▶ TASK 1
From the book review, extract the stretch from "Anacapa Island is" through "of Los Angeles." word for word.
▶ TASK 2
Answer these questions using the book review:
(a) How many miles off America's west coast does Anacapa Island lie?
(b) In what year does Beverly Boyd wash up on the island?
(c) With what does Alma Boyd Takesue plan to exterminate the rats?
▶ TASK 3
List every person named in the book review.

─── DOCUMENT SECTION ───

Anacapa Island is a rocky outcrop, one of California's Channel Islands, just five miles long and half a mile wide, lying 14 miles off America's west coast, slightly to the north of Los Angeles.
And it is here, in 1946, that Beverly Boyd finds herself washed up at the beginning of T C Boyle's novel, which takes a hatchet to the incongruities of environmental idealism.
Boyle's description of the storm that leaves Beverly shipwrecked, widowed and clinging for life to an ice-chest, is as monumental as the "black volcanoes of water" that engulf her boat, and it took this reader almost as long to calm down as it did her, surrounded as she is by her new home's jagged rocks and daunting cliffs – not to mention the teeming wildlife, "the shapes manifesting themselves all at once – furred, quick-footed, tails naked and indolently switching, a host of darkly shining eyes fastening on her".
These rats are not indigenous: they, too, came to Anacapa courtesy of a wreck, in the 19th century, and have since become pervasive, killing off the local wildlife. It is for this reason that, more than half a century after Beverly's near-death experience, Alma Boyd Takesue, her granddaughter and a biologist with the National Parks Service, is heading a mission to exterminate the creatures with poison pellets and restore the island's eco-system (a plan based on a real event that took place in 2001).
Standing in her way is Dave LaJoy, an animal-rights campaigner whose admirable opposition to the killing of any creature is in contrast to his boorish behaviour towards his fellow man. He organises pickets outside Takesue's office and does his best to sabotage her programme of extermination – eventually with tragic consequences.

─── PROVIDED MATERIAL ───

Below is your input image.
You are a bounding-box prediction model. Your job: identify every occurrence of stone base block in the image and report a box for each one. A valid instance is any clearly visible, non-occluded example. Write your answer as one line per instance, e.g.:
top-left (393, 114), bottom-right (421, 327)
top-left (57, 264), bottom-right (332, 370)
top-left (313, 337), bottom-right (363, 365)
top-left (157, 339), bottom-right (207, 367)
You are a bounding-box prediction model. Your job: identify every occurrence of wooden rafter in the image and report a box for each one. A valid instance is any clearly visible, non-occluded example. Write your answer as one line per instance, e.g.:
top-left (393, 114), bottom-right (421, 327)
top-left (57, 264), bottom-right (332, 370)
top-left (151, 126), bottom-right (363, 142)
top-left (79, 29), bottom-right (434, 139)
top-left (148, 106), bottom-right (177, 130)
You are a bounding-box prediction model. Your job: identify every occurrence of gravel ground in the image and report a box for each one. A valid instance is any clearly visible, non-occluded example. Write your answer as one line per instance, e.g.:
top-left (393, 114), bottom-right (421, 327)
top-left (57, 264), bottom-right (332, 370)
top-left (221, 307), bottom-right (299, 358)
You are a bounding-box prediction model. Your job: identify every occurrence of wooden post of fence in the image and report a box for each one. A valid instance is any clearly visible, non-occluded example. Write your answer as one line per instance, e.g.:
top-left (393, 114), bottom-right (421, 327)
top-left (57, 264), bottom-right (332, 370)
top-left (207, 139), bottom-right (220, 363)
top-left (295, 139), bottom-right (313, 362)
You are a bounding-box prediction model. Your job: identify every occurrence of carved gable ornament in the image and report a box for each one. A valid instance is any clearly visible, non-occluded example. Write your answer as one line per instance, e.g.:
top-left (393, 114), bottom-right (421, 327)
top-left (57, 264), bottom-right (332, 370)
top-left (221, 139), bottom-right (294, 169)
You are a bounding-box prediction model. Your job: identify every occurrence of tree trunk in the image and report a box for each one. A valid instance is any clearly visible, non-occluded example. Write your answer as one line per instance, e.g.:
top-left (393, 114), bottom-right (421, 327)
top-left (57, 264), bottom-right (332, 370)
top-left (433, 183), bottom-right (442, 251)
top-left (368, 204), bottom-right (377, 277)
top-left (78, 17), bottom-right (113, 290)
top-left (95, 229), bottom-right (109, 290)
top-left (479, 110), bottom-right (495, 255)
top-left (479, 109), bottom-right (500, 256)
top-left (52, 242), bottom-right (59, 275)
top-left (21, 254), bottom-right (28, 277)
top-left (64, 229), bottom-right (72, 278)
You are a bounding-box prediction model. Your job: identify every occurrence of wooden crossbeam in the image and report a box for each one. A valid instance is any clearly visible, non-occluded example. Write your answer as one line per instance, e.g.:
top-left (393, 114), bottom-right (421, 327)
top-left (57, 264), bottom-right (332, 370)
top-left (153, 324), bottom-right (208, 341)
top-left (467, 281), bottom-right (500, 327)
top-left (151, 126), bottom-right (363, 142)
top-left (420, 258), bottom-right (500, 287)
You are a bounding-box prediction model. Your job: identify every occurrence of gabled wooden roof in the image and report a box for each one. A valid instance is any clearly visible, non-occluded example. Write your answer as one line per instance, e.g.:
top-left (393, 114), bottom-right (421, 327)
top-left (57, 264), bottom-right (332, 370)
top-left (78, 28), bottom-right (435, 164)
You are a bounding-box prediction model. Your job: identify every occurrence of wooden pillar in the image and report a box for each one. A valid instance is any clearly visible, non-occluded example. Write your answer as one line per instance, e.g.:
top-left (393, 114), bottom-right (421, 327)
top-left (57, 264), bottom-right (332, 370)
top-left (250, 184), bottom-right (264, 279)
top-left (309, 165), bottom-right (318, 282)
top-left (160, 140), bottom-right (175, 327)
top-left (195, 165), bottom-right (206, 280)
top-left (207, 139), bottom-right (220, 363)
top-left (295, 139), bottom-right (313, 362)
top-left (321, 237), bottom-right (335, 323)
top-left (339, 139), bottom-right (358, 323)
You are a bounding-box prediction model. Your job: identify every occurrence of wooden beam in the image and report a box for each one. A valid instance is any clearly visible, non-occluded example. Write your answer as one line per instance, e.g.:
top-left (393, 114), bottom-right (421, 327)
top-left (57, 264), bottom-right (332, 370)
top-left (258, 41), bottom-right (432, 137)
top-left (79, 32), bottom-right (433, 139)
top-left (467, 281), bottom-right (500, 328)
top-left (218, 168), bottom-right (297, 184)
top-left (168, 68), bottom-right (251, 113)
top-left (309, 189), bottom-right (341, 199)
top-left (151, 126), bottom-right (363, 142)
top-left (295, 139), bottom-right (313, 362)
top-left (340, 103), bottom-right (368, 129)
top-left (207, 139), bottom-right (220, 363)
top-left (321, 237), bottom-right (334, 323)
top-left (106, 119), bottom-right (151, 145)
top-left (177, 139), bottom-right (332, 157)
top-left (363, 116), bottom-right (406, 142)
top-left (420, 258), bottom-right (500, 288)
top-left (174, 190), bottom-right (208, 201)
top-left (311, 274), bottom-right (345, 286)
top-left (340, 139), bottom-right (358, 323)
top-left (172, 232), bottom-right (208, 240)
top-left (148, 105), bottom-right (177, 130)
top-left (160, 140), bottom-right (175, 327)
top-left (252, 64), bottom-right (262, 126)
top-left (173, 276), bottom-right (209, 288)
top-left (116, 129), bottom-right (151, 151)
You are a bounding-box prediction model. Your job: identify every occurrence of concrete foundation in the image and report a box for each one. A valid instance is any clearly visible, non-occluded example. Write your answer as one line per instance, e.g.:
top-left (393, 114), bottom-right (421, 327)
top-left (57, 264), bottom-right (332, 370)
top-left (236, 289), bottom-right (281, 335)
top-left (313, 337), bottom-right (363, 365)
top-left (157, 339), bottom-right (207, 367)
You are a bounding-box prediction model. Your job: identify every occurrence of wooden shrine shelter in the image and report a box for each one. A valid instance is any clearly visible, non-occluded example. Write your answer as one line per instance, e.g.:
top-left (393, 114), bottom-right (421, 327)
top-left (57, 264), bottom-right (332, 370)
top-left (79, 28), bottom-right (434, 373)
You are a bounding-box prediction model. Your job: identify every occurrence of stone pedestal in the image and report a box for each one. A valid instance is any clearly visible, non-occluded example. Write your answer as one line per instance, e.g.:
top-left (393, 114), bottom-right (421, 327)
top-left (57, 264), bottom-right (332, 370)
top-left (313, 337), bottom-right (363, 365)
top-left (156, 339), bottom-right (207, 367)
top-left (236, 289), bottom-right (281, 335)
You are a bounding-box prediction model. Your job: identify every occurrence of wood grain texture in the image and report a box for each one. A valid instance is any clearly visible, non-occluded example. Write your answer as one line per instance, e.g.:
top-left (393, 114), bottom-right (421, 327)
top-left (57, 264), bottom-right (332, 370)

───

▶ SOLUTION 1
Anacapa Island is a rocky outcrop, one of California's Channel Islands, just five miles long and half a mile wide, lying 14 miles off America's west coast, slightly to the north of Los Angeles.

▶ SOLUTION 2
(a) 14 miles
(b) 1946
(c) Poison pellets

▶ SOLUTION 3
Beverly Boyd
T C Boyle
Alma Boyd Takesue
Dave LaJoy